PAGE EXCERPT ->
○ ○ ○ ○

Hermann: Ross is not the one acting naïve; he is simply asking a realistic question, what evidence is there to assume that liberal(s) are behind the thefts? You on the other hand are making many assumptions that don't make sense. Theft of a flag falls under the category of 'simple theft', it is not the 'horrendous act' that you are claiming. It is not a fact that all conservatives support the flag desecration amendment and it goes to say that not all liberals oppose it either. Liberals didn't create the propaganda you claim, the US military has unintentionally or otherwise killed babies, check the history books. If the political affiliation of the person(s) that committed this theft is so obvious, why don't you give us actual facts instead of innuendo and false assumptions? It's not all your fault though; the article heading makes a few mistakes. The reference doesn't say anything about liberals or spitting, whoever wrote the heading just made a few groundless assumptions. --Jimmy 22:47, 2 February 2008 (EST)
You are wrong, Jimmy. Simple theft would be committed by children and teens in this manner, not by 20-something men and a middle-aged woman; they would also not be just targeting one house, occupied by one retired general, and only removing the flag, which they did here. The object of this game was to send a message that they will not tolerate a retired soldier of any kind in their neighborhood, much less one flying a flag. Right now, the pseudo-terrorist group Code Pink (yes, I will call them that) is fighting to get the Marine Corps banned from the San Fransisco bay area, and their despicable actions are exactly like that flag theft harassment against the retired general. Karajou 23:12, 2 February 2008 (EST)
Jimmy, liberals like Hillary Clinton (and yourself?) won't admit they are liberals. Either they are too embarrassed, or they like trying to fool others. When adults attack the flag, you can bet they are not supporters of President Bush, and that they can't wait to vote for fellow liberal Hillary Clinton.--Aschlafly 23:25, 2 February 2008 (EST)
Larceny (simple theft) is a crime that can be committed by someone of any age, look it up. Why the flag was stolen is unknown and your unsubstantiated opinions just don't carry any weight with me. If you have any information that links Code Pink to this crime (if that is your intent) then please let all of us know instead of just making a completely groundless and potentially libelous statement. --Jimmy 23:38, 2 February 2008 (EST)

○ ○ ○ ○

[Dataset excerpt]
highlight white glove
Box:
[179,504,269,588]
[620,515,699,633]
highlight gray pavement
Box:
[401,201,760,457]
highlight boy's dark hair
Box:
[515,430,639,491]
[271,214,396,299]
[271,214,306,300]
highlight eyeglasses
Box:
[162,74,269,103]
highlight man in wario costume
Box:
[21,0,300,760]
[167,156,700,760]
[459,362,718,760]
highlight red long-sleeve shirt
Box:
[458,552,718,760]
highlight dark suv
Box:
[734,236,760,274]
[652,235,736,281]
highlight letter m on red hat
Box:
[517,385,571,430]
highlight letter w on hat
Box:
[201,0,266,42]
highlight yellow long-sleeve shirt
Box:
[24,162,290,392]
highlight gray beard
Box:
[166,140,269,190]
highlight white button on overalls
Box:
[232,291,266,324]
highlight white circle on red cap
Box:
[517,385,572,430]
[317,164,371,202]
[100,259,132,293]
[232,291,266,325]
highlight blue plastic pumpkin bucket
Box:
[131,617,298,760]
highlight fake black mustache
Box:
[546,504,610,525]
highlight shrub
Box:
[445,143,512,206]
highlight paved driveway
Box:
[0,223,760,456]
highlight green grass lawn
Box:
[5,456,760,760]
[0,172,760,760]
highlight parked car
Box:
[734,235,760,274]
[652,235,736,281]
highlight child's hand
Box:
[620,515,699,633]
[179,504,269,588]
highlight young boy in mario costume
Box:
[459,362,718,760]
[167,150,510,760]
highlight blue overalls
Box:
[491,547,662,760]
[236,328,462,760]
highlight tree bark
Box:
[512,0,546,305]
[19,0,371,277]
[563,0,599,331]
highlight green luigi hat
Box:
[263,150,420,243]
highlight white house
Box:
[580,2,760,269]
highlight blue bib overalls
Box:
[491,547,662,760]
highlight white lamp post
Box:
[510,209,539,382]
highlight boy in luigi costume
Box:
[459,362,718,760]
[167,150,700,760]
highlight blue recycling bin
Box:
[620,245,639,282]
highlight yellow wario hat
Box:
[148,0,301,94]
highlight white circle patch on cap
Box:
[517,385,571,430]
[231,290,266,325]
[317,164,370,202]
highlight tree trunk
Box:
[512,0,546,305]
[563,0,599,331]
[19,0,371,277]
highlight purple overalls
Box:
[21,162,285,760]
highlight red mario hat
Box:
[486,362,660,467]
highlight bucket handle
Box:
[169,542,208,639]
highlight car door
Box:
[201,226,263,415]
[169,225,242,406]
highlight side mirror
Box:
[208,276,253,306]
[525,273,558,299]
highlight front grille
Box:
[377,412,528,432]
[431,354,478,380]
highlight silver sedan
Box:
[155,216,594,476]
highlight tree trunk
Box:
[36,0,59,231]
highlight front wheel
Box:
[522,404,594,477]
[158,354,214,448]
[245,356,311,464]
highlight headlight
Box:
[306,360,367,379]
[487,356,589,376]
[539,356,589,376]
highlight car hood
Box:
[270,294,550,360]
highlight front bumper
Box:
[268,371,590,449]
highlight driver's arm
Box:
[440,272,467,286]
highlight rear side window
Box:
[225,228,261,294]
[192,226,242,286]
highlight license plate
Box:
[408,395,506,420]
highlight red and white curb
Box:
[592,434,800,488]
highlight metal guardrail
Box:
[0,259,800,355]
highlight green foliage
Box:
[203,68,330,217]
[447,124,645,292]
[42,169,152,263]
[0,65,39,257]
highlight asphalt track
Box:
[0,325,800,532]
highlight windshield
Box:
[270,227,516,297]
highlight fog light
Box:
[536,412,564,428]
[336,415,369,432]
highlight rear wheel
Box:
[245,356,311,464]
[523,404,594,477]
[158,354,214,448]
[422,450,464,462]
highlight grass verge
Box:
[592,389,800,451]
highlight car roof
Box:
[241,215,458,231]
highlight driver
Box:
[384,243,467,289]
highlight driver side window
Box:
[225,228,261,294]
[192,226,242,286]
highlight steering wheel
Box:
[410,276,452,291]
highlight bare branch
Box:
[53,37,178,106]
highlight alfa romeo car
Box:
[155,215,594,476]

○ ○ ○ ○

REQUIRED TASKS ->
a - In the flag theft discussion, what does Karajou say Code Pink is fighting to get banned?
b - From the flag theft discussion, extract the passage starting with "You are wrong, Jimmy." and going on through "23:12, 2 February 2008 (EST)".
c - Write what comes next in the flag theft discussion, following its final comment.

ANSWERS TO THE TASKS ->
a - The Marine Corps.

b -
You are wrong, Jimmy. Simple theft would be committed by children and teens in this manner, not by 20-something men and a middle-aged woman; they would also not be just targeting one house, occupied by one retired general, and only removing the flag, which they did here. The object of this game was to send a message that they will not tolerate a retired soldier of any kind in their neighborhood, much less one flying a flag. Right now, the pseudo-terrorist group Code Pink (yes, I will call them that) is fighting to get the Marine Corps banned from the San Fransisco bay area, and their despicable actions are exactly like that flag theft harassment against the retired general. Karajou 23:12, 2 February 2008 (EST)

c -
I didn't know it was mandatory that anything here carries any weight with you. Karajou 23:47, 2 February 2008 (EST)
Interesting link here:[5] Ann Coulter says she'll support (vote and campaign for) Hillary Clinton if McCain is the Republican nominee.--Claypool 23:31, 2 February 2008 (EST)
For a brief transcript - to see who really said what - see Coulter on Hillary and McCain. --Ed Poor Talk 21:11, 3 February 2008 (EST)
Andy, Karajou, Hermann, you're all engaging in pure speculation. Your claims are nothing but conjecture. Though it may be likely that the perps were liberal, you still can't just label them that. You have zero proof other than your own ideological deductive reasoning, which is simply not good enough. Unless there is a report saying somewhere that they are liberals, then your claims are pure, unadulterated fabrications, and incredibly academically dishonest. JKaplanek 23:39, 2 February 2008 (EST)
What does this conversation have to do with the alleged political affiliations of Clinton or myself? For the record, Hillary Clinton calls herself a proud, modern, American progressive; someone that advocates liberal progress and change.[1] I'd like to think we are discussing the accuracy of the article heading and the assumptions of certain people that make certain claims. Care to present any evidence that adults who attack the flag are Clinton supporters and Bush critics? --Jimmy 23:49, 2 February 2008 (EST)
Yeah, right. And perhaps you think the Watergate break-in might have been done by loyal Democrats, and the assassination of Lincoln was perhaps by a Republican! Look, political crimes speak for themselves about the ideology of the perpetrators. We're not going to paralyzed by the refusal of liberals to admit they are liberals. Notice how you don't disclose your own ideology as you criticize others.--Aschlafly 23:51, 2 February 2008 (EST)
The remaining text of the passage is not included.